___ Supplied information

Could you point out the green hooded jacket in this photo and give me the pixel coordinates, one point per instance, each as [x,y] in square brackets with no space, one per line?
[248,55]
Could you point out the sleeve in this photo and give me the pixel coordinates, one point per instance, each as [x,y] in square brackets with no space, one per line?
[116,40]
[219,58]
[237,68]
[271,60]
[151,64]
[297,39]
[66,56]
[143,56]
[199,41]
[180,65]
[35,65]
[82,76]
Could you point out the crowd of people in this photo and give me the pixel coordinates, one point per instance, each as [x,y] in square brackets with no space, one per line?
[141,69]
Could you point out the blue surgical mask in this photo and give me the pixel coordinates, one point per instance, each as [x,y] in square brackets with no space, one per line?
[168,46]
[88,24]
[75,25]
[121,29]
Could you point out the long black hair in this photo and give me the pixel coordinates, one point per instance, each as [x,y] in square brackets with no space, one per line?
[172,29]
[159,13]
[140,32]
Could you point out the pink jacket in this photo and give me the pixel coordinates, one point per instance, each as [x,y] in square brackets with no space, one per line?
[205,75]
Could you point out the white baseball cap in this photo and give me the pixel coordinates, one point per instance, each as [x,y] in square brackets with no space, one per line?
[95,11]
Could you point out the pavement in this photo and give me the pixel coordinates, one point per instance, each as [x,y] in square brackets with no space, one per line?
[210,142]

______

The answer should hold exactly the lines running from the one with "Could you point out the pavement" to the final line of the data, both ends counted.

## Exercise output
Could you point out the pavement in this photo and give me the pixel coordinates, one point per instance, each as [x,y] in square brackets with no space, one per line?
[210,142]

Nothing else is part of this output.